WHAT THIS EXERCISE ASKS:
• 1. Could you restate, word for word, the stretch of the State v. Swartz opinion from "Robert A. Butterworth, Attorney" through "of the information."?
• 2. Which individual attorneys does the State v. Swartz opinion name as counsel for either party?

State v. Swartz

Decision Date05 May 1999
Docket NumberNo. 98-2600.,98-2600.
PartiesSTATE of Florida, Appellant, v. Brian Edward SWARTZ, Appellee.
CourtFlorida District Court of Appeals

Robert A. Butterworth, Attorney General, Tallahassee, and Robert R. Wheeler, Assistant Attorney General, West Palm Beach, for appellant.

Fredrick R. Susaneck of Essen, Essen, Susaneck, Canet & Lipson, P.A., West Palm Beach, for appellee.

POLEN, J.

The state appeals the dismissal of an information charging Brian Swartz with felony driving under the influence pursuant to section 316.193(1) & (2)(b). We reverse and remand for reinstatement of the information.

Swartz filed several unsworn motions seeking dismissal of the information on various grounds including an alleged lack of circuit court jurisdiction based either on the remoteness of two of his three prior DUI convictions, or his contention the felony DUI statute requires four DUI convictions before jurisdiction vests in the circuit court. The circuit court dismissed Swartz's information relying on a per curiam affirmance this court issued in State v. Breen, 709 So.2d 546 (Fla. 4th DCA 1998).

EXTRACTED MATERIAL:

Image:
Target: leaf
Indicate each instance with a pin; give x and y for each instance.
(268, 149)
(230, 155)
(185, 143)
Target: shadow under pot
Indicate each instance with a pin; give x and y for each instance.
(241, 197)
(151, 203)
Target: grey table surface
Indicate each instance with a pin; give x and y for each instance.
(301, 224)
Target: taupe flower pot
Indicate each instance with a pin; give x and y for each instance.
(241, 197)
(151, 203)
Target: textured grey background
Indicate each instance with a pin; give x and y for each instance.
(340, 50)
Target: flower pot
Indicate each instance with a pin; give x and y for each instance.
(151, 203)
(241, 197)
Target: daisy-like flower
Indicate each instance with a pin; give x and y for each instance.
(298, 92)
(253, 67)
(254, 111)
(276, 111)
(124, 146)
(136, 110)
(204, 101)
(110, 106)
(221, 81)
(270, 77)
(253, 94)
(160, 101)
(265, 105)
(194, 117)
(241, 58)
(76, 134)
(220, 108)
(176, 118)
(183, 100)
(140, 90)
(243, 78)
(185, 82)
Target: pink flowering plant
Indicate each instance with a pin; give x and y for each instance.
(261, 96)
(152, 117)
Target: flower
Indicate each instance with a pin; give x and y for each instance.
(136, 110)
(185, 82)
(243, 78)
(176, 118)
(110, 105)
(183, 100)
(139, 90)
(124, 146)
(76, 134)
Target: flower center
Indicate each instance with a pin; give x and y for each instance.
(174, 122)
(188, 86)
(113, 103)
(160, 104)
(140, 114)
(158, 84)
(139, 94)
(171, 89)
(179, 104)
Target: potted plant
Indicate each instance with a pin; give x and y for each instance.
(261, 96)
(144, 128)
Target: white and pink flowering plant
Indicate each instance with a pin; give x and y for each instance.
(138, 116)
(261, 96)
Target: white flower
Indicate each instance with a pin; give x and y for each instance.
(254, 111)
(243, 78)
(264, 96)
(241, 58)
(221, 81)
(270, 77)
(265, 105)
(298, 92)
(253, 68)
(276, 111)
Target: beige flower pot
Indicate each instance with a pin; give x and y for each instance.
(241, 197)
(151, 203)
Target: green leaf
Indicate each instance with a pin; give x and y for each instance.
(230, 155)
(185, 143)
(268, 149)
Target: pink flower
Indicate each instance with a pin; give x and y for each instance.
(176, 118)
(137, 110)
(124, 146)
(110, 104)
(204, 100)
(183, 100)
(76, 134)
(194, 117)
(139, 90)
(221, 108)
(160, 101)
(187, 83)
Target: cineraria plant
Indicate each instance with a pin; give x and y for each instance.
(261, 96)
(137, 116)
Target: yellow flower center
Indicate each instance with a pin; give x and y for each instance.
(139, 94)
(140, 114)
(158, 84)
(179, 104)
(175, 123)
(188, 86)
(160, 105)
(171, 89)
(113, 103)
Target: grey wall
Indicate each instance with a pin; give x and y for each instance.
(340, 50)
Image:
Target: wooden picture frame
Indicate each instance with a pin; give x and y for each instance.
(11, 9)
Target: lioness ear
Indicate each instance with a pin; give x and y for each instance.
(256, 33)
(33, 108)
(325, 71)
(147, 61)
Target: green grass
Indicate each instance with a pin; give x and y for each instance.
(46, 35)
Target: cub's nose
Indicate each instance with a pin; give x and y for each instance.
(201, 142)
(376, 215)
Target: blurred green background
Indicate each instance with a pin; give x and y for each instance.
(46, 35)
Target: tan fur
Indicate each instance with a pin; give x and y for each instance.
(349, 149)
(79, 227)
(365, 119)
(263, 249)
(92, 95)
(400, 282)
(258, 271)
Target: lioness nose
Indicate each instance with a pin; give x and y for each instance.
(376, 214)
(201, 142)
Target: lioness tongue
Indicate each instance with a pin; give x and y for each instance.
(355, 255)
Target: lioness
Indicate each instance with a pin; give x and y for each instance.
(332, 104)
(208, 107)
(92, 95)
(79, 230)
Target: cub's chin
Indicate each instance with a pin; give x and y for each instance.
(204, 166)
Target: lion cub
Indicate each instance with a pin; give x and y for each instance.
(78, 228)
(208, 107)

RESPONSES FOR EACH TASK:
• 1.
Robert A. Butterworth, Attorney General, Tallahassee, and Robert R. Wheeler, Assistant Attorney General, West Palm Beach, for appellant.

Fredrick R. Susaneck of Essen, Essen, Susaneck, Canet & Lipson, P.A., West Palm Beach, for appellee.

POLEN, J.

The state appeals the dismissal of an information charging Brian Swartz with felony driving under the influence pursuant to section 316.193(1) & (2)(b). We reverse and remand for reinstatement of the information.

• 2.
Robert A. Butterworth
Robert R. Wheeler
Fredrick R. Susaneck